▶ [Given text]
======

Jaime was really freaked out in some of the scenes in My Bloody Valentine 3D! She wasn’t acting scared at all!

LOS ANGELES – When the pickaxe comes splintering through the door, Jamie King isn’t acting. That’s real terror on her face.

She had been warned the moment was coming during the making of My Bloody Valentine, but the Victoria’s Secret-model-turned-actress was still freaking out when the day came to shoot the scene.

You see, her character is on the run from this maniac who, invisible in the mask and helmet of a coal miner, spends most of the movie eviscerating his enemies with a pickaxe. But when this scene was filmed, King didn’t need to act scared. She really was in near hysterics.


“I was so freaked out,” she remembers. She can laugh about it now – in fact she thinks the blood-spattered remake of a 1981 Canadian cult horror film is an absolute hoot – but she didn’t laugh about it at the time. After all, the pickaxe splintered its ferocious way through the wood within inches of her face.

“No, no, you have no worries,” the filmmakers assured her the morning of the scene. “We’re professionals, we’ve got it under control, it’s never going to go wrong.”

But King has been acting long enough to be wary of such words of comfort.

“That’s what everyone says,” she observes with cheerful disdain.

“When you’re doing it, you just don’t really know what’s going to happen,” she says now. “I really had to muster up a lot of courage for that scene because it was the real deal going through – and it was this close.”

So no, she wasn’t acting.

She was prepared to give almost her all during the making of a movie that required the cast to endure weeks of dark, damp, unpleasant filmmaking underground in an abandoned mine. But that pickaxe made her very nervous. She also remembers the day she was advised her character would be undergoing another near-death experience when her masked enemy – who announces his presence with subterranean breathing reminiscent of Darth Vader – attempts to rip off her clothing. “We’re going to have the pickaxe run through your top,” she was told and she immediately started conjuring up nasty images of what this would entail.

“Sorry, guys, that’s not happening,” she responded. She not only feared injury but the possibility of being stripped naked.

“I thought that they were going to use that as an excuse to rip my blouse open . . . and I would be like that girl in Scary Movie with my boobs all over the place and spend the whole third act running around with no clothes on. I was really freaked out by the whole idea . . . and they were like: ‘No, it’s just going to be one button.”

The thing you quickly learn about King’s angst is that she has a sense of humour about it. In fact, her rapid-fire account of all the bad things that threatened her during the making of the movie has the trappings of a skilled standup comedy routine.

After all, she seems to be saying, how serious can you really be about a three-dimensional slasher movie – when nothing is too extreme to serve the needs of the genre, be it a victim’s heart that has been ripped out or an eyeball which has been gouged out?

On the other hand, she insists that she considers your average horror movie to be disgusting – and wouldn’t think of being in one.

She remembers that her husband, director Kyle Newman, and his writing partners went bananas when she was sent the screenplay of this Bloody Valentine remake.

“They flipped out because they were obsessed with the original one,” she laughs.

======

▶ [Raw data]

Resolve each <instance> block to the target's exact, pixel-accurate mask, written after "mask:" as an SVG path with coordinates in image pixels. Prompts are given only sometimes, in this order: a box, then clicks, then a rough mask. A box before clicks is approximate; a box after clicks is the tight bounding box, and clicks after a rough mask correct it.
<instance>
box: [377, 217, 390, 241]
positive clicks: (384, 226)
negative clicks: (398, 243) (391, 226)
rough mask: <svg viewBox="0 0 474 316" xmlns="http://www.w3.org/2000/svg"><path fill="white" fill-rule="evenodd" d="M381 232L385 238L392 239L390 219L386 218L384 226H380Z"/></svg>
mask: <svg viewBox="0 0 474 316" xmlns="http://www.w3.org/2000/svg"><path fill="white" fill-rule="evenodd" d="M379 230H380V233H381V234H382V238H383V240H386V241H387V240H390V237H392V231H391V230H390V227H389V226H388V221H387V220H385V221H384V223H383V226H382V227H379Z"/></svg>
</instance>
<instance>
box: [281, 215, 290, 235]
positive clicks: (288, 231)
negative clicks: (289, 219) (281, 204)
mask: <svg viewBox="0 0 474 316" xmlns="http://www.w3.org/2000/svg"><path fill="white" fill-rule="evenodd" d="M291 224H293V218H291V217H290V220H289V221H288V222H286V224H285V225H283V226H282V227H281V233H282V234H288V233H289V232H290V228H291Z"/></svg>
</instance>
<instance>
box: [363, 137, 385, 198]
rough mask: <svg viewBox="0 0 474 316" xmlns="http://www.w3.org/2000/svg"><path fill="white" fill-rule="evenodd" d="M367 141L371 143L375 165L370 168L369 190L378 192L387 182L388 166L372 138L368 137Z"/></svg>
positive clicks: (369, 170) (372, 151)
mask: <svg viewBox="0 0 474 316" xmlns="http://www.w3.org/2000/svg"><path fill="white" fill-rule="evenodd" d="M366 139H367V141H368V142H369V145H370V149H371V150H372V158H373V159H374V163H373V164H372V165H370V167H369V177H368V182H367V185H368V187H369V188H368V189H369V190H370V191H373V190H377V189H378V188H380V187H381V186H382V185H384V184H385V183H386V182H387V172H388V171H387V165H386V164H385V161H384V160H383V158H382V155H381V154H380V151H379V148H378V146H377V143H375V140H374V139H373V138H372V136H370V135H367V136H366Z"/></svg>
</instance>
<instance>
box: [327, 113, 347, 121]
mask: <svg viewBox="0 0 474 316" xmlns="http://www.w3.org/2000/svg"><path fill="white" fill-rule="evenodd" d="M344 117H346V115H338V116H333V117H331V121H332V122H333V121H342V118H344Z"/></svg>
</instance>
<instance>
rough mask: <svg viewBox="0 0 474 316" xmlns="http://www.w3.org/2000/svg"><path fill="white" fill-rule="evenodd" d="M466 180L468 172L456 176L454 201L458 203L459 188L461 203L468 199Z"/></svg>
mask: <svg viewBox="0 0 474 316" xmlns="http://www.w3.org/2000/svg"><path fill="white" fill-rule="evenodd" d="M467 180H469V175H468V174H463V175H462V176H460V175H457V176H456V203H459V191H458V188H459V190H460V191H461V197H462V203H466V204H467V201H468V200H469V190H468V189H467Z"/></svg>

======

▶ [What the task requires]
In the article about the My Bloody Valentine remake, where did the cast spend weeks filming?

▶ [Answer]
Underground in an abandoned mine.